EXCERPT PROVIDED:
——

To get this under control, the VM will track radix tree nodes
exclusively containing shadow entries on a per-NUMA node list. Per-NUMA
rather than global because we expect the radix tree nodes themselves to
be allocated node-locally and we want to reduce cross-node references of
otherwise independent cache workloads. A simple shrinker will then
reclaim these nodes on memory pressure.
A few things need to be stored in the radix tree node to implement the
shadow node LRU and allow tree deletions coming from the list:
1. There is no index available that would describe the reverse path
from the node up to the tree root, which is needed to perform a
deletion. To solve this, encode in each node its offset inside the
parent. This can be stored in the unused upper bits of the same
member that stores the node's height at no extra space cost.
2. The number of shadow entries needs to be counted in addition to the
regular entries, to quickly detect when the node is ready to go to
the shadow node LRU list. The current entry count is an unsigned
int but the maximum number of entries is 64, so a shadow counter
can easily be stored in the unused upper bits.
3. Tree modification needs tree lock and tree root, which are located
in the address space, so store an address_space backpointer in the
node. The parent pointer of the node is in a union with the 2-word
rcu_head, so the backpointer comes at no extra cost as well.
4. The node needs to be linked to an LRU list, which requires a list
head inside the node. This does increase the size of the node, but
it does not change the number of objects that fit into a slab page.

——

LISTED ENTRIES:
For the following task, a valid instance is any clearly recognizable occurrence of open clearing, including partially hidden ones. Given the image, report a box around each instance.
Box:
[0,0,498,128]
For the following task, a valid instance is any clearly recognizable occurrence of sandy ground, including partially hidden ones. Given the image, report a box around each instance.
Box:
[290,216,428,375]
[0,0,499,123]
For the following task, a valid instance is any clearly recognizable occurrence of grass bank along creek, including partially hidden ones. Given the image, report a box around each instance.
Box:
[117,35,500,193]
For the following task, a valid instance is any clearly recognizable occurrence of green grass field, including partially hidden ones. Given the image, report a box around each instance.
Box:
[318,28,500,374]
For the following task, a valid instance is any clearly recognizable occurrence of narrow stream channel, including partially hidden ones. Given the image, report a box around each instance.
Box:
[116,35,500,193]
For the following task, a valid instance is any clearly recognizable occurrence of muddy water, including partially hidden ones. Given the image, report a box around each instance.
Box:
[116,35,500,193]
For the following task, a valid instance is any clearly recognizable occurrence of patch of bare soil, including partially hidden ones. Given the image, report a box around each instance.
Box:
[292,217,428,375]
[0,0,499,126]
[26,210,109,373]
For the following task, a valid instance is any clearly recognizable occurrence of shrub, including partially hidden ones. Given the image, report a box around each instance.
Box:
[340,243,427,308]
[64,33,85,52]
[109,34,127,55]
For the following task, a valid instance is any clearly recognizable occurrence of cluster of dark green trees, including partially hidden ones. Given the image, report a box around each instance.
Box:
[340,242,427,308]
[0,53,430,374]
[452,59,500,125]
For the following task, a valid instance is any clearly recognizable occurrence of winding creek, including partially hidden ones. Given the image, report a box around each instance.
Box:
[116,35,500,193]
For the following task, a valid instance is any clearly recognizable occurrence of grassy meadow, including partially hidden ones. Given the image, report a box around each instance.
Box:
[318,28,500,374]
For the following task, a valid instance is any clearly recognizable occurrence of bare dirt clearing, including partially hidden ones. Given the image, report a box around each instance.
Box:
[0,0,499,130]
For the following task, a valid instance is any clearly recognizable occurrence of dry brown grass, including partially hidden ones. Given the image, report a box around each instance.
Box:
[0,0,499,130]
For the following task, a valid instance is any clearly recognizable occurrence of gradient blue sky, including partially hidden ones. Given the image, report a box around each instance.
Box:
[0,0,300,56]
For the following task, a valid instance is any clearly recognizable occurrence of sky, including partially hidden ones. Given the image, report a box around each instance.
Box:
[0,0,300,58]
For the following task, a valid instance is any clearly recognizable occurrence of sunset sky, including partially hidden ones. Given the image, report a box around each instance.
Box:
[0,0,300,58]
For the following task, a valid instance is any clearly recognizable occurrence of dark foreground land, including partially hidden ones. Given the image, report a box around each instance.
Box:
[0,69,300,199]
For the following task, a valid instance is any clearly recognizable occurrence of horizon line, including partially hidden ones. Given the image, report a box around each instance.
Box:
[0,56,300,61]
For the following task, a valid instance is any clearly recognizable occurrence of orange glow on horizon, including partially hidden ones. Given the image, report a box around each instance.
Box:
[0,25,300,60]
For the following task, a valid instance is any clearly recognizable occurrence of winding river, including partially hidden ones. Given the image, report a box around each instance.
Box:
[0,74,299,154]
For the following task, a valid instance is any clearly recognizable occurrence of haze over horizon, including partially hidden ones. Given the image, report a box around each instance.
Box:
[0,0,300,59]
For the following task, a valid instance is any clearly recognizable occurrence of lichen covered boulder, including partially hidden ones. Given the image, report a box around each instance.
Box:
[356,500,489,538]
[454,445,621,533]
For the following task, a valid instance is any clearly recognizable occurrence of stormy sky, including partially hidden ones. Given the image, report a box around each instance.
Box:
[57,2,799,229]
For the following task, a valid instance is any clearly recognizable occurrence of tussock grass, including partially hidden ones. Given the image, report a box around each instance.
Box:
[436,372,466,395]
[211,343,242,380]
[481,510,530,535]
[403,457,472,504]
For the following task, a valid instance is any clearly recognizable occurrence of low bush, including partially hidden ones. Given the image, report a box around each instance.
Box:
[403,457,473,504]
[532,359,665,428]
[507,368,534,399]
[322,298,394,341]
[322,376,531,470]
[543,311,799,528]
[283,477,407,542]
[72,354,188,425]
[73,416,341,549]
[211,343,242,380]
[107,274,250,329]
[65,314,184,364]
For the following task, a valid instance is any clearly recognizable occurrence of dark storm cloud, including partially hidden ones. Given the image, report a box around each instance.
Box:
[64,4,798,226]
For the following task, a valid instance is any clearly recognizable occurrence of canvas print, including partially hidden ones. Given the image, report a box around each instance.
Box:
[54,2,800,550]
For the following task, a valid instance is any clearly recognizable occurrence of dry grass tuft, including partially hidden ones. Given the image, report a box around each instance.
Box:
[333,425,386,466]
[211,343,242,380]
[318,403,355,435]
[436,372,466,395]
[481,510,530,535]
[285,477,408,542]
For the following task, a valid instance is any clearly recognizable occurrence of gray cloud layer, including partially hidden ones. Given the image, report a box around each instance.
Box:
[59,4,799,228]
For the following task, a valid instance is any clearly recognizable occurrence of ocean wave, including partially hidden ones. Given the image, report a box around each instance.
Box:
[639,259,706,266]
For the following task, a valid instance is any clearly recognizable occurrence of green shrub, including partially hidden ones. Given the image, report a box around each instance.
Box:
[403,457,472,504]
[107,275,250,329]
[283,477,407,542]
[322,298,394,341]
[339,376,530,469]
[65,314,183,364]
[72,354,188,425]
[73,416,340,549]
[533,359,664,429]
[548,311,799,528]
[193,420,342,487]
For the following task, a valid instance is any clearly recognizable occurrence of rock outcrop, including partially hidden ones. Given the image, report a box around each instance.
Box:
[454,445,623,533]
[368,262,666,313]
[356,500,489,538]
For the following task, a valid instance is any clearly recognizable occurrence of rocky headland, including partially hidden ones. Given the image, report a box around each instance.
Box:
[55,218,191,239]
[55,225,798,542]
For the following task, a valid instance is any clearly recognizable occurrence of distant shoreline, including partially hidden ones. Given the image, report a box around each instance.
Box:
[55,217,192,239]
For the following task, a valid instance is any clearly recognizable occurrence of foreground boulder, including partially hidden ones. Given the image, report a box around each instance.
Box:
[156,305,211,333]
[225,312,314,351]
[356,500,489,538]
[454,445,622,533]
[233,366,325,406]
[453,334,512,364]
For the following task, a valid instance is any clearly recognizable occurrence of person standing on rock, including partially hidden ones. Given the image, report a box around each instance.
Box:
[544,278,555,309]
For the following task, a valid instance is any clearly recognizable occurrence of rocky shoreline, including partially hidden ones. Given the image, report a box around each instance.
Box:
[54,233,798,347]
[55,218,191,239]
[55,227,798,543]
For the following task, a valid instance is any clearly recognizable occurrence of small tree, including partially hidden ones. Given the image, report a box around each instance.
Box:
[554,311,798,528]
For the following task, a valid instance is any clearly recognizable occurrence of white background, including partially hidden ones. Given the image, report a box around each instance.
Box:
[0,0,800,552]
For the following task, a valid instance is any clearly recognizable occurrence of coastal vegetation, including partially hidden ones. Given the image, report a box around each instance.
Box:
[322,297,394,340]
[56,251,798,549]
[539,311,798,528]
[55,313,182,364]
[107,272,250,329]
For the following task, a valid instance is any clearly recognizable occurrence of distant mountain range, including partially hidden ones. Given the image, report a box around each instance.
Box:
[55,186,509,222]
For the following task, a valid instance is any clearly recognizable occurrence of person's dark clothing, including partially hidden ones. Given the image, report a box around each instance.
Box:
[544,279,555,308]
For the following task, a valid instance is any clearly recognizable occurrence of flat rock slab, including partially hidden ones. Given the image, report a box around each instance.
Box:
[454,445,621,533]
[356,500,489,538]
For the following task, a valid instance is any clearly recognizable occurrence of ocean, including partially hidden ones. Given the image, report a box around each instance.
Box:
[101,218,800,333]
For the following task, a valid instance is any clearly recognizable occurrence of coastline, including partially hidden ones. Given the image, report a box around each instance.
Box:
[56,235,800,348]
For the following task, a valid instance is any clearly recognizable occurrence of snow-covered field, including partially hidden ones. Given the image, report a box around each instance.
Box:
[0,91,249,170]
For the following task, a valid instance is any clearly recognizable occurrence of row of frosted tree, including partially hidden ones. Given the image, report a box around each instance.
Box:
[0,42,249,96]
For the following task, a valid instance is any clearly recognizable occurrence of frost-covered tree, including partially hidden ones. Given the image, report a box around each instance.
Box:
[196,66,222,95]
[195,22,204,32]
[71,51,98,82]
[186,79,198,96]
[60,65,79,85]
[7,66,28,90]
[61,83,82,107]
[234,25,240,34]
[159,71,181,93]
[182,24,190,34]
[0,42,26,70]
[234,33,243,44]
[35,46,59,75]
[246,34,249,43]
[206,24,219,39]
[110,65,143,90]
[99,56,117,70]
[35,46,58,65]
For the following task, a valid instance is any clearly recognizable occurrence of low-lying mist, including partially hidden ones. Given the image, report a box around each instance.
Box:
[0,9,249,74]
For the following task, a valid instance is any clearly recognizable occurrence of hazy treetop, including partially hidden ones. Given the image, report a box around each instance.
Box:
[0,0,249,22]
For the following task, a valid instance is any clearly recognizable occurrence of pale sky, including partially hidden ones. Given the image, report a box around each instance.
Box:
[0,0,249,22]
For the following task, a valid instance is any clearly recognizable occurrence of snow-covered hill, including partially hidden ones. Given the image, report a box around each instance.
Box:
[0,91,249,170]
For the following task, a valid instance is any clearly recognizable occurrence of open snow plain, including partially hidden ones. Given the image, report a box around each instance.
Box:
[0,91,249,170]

——

REQUIREMENT: Rewrite the radix tree passage from "2. The number" up to and including "cost as well.", replacing "backpointer" with "back pointer".

ANSWER TO THE TASK:
2. The number of shadow entries needs to be counted in addition to the
regular entries, to quickly detect when the node is ready to go to
the shadow node LRU list. The current entry count is an unsigned
int but the maximum number of entries is 64, so a shadow counter
can easily be stored in the unused upper bits.
3. Tree modification needs tree lock and tree root, which are located
in the address space, so store an address_space back pointer in the
node. The parent pointer of the node is in a union with the 2-word
rcu_head, so the back pointer comes at no extra cost as well.